**Objective**
Rewrite the material below with "on a single line" changed to "on one line" at every occurrence, keeping all other text the same.

-*-*-

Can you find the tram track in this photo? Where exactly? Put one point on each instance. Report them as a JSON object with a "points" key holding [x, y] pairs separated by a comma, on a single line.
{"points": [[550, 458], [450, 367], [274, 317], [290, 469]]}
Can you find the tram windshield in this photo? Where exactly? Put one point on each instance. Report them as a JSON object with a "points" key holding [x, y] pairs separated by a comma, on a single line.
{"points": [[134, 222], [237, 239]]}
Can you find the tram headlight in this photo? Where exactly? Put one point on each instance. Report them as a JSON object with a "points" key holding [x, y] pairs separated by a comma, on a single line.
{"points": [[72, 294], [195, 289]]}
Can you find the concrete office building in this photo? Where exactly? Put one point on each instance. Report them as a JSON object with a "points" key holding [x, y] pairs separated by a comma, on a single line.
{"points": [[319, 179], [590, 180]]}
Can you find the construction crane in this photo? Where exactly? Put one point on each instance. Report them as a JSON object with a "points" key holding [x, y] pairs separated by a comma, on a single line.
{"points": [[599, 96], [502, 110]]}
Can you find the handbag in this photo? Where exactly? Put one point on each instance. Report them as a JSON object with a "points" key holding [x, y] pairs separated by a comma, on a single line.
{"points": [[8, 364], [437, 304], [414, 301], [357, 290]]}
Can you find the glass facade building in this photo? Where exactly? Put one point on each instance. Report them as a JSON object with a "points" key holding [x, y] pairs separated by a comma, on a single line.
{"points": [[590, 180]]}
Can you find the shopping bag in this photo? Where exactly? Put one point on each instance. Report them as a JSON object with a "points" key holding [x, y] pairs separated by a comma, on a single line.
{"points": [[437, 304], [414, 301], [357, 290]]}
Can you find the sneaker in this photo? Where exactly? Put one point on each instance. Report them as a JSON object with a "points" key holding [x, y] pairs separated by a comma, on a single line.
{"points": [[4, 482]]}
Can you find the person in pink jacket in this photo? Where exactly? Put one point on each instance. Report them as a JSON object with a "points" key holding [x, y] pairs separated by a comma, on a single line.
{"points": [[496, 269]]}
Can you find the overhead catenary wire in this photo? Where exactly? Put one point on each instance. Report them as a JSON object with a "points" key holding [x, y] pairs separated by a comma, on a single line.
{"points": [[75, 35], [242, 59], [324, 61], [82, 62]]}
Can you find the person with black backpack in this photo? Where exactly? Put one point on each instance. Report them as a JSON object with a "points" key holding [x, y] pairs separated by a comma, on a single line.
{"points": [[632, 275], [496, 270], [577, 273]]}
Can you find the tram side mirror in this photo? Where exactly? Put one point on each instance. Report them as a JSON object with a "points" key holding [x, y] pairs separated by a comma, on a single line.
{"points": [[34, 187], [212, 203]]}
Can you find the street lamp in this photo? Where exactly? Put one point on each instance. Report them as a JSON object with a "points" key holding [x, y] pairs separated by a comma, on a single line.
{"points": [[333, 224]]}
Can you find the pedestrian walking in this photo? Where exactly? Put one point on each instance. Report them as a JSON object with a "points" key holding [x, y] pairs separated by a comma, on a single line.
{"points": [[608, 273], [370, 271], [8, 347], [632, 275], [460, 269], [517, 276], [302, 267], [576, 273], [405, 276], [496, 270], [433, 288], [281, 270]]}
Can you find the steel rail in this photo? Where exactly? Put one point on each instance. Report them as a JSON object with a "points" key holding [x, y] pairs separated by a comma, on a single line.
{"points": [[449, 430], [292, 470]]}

-*-*-

**Task answer**
Can you find the tram track in this photo? Where exactly? Put one point on each instance. Report them as a JSON object with a "points" key holding [x, y] pairs separated by a comma, on one line.
{"points": [[550, 458], [450, 367], [274, 317], [290, 469]]}
Can you find the tram windshield in this photo? Where exactly? Put one point on each instance. Report them as a JSON object with a "points" key holding [x, y] pairs separated by a comma, on one line.
{"points": [[134, 222], [237, 239]]}
Can you find the tram headlight in this photo? Where exactly? Put one point on each instance. Report them as a JSON object with a "points" key holding [x, y] pairs separated by a comma, on one line.
{"points": [[72, 294], [195, 289]]}
Can you find the concrete office building in this photo? Where exactly? Put one point on each instance. Report them as a JSON object with a "points" key holding [x, y] pairs separated by a comma, on one line.
{"points": [[319, 179], [590, 180]]}
Can you find the construction crane in this photo? Where exactly? Put one point on each instance. Report them as a JSON object with a "points" key holding [x, y] pairs separated by a comma, on one line.
{"points": [[599, 96], [502, 110]]}
Can you find the handbag in this photo? Where exactly? Put one point on each instance. Report them as a JSON object with a "points" key holding [x, y] pairs separated by a comma, on one line.
{"points": [[8, 364], [437, 304], [414, 301], [357, 290]]}
Can you find the glass facade building in this photo? Where exactly? Put one point on each instance. Report them as a JSON object with a "points" key holding [x, y] pairs separated by a comma, on one line.
{"points": [[590, 180]]}
Can you find the shopping bag in this photo? Where exactly? Put one point on each instance. Report them as a JSON object with a "points" key holding [x, y] pairs separated by a comma, on one line.
{"points": [[437, 304], [414, 301], [357, 290]]}
Can you find the sneaker in this photo? Where exactly? Put one point on each instance. Report them as a JSON object with a "points" key holding [x, y] pairs separated by a comma, on one line.
{"points": [[4, 482]]}
Can you find the person in pink jacket in this photo? Where exactly? Put one point on each instance. Report them as a JSON object with a "points" key holding [x, y] pairs separated by a comma, on one line.
{"points": [[496, 269]]}
Can you find the overhead catenary wire in this photo? Where exactly? Put one point on each instance. Report them as a JSON object with a "points" key holding [x, y] pairs separated by a comma, on one line.
{"points": [[75, 35], [242, 59], [324, 61], [82, 62]]}
Can you find the person with black backpack in this photo? Where exactly? Put one point on each instance. Report them as a JSON object with a "points" key holding [x, y] pairs separated by a comma, on one line.
{"points": [[632, 275], [496, 270], [577, 273]]}
Can you find the tram side mirror in this photo? Where exactly? Put one point on each instance. Report them as a JSON object with a "points" key holding [x, y] pairs separated by a comma, on one line.
{"points": [[34, 187], [212, 203]]}
Can you find the street lamp in this photo? Where exactly? Put one point on each instance. Report them as a JSON object with a "points" key holding [x, y] pairs separated by a comma, on one line.
{"points": [[333, 224]]}
Can you find the pedestrian walking in this photo? Where exactly? Put one point on each instance. Report them as a JSON object with a "points" key holding [x, y] pairs separated by a comma, on one line.
{"points": [[608, 273], [370, 271], [8, 347], [632, 275], [460, 269], [517, 276], [302, 267], [576, 273], [405, 276], [496, 270], [433, 288], [281, 270]]}
Can you find the steel rail in this photo? Where exactly? Put one point on each instance. Report them as a JSON object with a "points" key holding [x, y] pairs separated by a comma, on one line.
{"points": [[449, 430], [292, 470]]}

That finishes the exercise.